EXERCISE AIM:
Locate every line below that contains the word "bokeh" and copy it.
- Opening Delimiter -
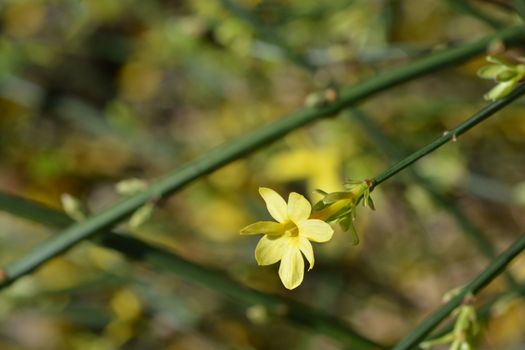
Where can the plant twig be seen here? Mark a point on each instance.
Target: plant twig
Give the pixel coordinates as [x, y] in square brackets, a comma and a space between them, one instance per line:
[477, 284]
[216, 280]
[450, 135]
[245, 145]
[393, 151]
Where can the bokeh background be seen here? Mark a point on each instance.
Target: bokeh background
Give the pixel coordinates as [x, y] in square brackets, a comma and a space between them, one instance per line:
[93, 92]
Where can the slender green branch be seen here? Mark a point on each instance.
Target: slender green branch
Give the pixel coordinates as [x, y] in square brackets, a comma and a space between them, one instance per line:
[393, 151]
[477, 284]
[450, 135]
[216, 280]
[244, 145]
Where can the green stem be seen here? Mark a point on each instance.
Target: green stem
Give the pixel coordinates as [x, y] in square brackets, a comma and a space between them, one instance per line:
[477, 118]
[216, 280]
[244, 145]
[392, 150]
[484, 278]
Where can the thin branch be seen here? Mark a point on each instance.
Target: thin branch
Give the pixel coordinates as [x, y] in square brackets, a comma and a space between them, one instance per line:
[393, 151]
[245, 145]
[216, 280]
[477, 284]
[450, 135]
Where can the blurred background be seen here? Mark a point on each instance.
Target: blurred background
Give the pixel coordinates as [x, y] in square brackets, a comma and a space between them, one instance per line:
[93, 92]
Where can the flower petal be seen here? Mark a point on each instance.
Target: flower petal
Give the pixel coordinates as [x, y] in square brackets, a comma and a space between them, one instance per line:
[270, 250]
[299, 208]
[315, 230]
[306, 249]
[275, 204]
[263, 227]
[291, 270]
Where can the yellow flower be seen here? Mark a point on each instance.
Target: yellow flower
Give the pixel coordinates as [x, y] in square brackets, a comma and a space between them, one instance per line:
[290, 236]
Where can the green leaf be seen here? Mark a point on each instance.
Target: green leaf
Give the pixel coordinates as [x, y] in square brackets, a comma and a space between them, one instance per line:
[501, 90]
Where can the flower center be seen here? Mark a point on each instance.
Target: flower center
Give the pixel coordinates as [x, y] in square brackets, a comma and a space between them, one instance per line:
[290, 228]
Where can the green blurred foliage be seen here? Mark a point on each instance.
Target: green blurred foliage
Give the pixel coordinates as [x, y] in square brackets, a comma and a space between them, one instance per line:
- Closing Delimiter -
SOLVED PROBLEM:
Where can the bokeh background be seen here? Mark a point on each instance.
Target: bokeh background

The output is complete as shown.